> EXTRAIT DU DOCUMENT
---*---

1992 : Le Batteur du Boléro, court-métrage de Patrice Leconte avec Jacques Villeret dans le rôle du batteur
2002 : Femme fatale de Brian de Palma
2003 : Basic de John McTiernan
2004-2006 : Cashback de Sean Ellis

Critique. Cahiers du Cinéma. Mai 1952. Numéro 12. Rashomon et le cinéma japonais par Curtis Harrington.
Les 300 premiers numéros des Cahiers du Cinéma sur Archive.org

Venise 1961. Lion d'or et prix des critiques italiens.

Visionné, la première fois, en 1971 à la télévision à Québec
Mon 90ème film de la liste des 1001 films du livre de Schneider
Mis à jour le 23 janvier 2023

18 mai 2008

89. Dreyer : La Passion de Jeanne d'Arc

1001 films de Schneider : La Passion de Jeanne d'Arc


Film français réalisé en 1928 par Carl Theodor Dreyer
Avec Maria (Renée) Falconetti, Eugène Silvain, André Berley, Maurice Schutz, Antonin Artaud

Un des plus formidables huis-clos de l'histoire du cinéma. Sensation d'étouffement tellement les plans rapprochés se succédant à un rythme rapide nous emprisonnent dans cet univers inquisitorial. Jamais, pendant tout l'interrogatoire, n'avons-nous une vue d'ensemble de ce tribunal qui s'acharne sur la Jeanne. Étouffement tel que la sortie de Jeanne de la prison en direction de l'échafaud nous apparaît comme un immense soulagement. Enfin, un espace ouvert. Le bûcher libérateur.

Dreyer a monté le film en 1500 plans. Parmi ceux-ci, j'ai compté 403 très gros plans du visage de Jeanne.

Une prestation de comédienne qui n'a que le visage (sans voix, sans corps) pour exprimer toute la gamme des émotions vécue par un personnage soumis à un tribunal d'Inquisition. Falconetti accomplit une prouesse jamais égalée dans toute l'histoire du cinéma.

Je suis en amour avec Falconetti : ses yeux, sa bouche, sa détresse; aucune actrice à cette époque (que dis-je toutes les époques) n'offre une telle prestation. Une si grande détresse avec une telle retenue, c'est inoubliable.

Si vous n'êtes pas touchés, c'est parce que, comme dirait Amélie Poulain, vous êtes moins qu'un légume car même les artichauts ont un cœur.

Falconetti est morte, oubliée, à Buenos Aires en 1946.

Lecture cinéphilique : Hitchcock/Truffaut.
Hitchcock a beaucoup adapté d'œuvres littéraires. Alors la sempiternelle question de la détérioration de l'œuvre littéraire lors de son adaptation cinématographique est revenue le hanter tout au long de sa carrière. Lorsque Truffaut soulève cette question, il répond par cette amusante petite histoire :
"Deux chèvres sont en train de brouter les bobines d'un film. Lorsque l'une demande à l'autre si elle se régale; cette dernière lui répond qu'elle aimait mieux le livre."

---*---

Dans l'extrait sur le cinéma, relevez s'il vous plaît tous les interprètes nommés après « Avec » pour La Passion de Jeanne d'Arc. Les enregistrements forment un matériel distinct de l'extrait.

---*---

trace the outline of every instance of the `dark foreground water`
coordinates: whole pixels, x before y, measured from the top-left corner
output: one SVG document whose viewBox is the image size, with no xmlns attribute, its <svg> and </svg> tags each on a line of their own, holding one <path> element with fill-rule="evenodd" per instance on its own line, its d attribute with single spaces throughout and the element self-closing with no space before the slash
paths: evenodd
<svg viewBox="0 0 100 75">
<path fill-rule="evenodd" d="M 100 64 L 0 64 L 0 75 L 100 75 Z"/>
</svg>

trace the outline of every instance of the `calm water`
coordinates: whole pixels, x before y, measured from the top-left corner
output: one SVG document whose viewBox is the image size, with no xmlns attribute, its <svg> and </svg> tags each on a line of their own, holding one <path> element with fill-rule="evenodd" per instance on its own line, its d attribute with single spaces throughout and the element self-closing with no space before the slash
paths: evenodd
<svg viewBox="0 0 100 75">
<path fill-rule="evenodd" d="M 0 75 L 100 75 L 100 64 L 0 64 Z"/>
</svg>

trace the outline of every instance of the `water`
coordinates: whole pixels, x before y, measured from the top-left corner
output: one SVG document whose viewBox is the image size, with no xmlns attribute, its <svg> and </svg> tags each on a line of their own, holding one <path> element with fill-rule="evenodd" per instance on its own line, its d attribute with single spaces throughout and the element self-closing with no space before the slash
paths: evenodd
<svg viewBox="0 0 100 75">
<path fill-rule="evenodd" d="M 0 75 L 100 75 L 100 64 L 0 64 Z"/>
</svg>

---*---

> RÉPONSE RÉDIGÉE
- Maria (Renée) Falconetti
- Eugène Silvain
- André Berley
- Maurice Schutz
- Antonin Artaud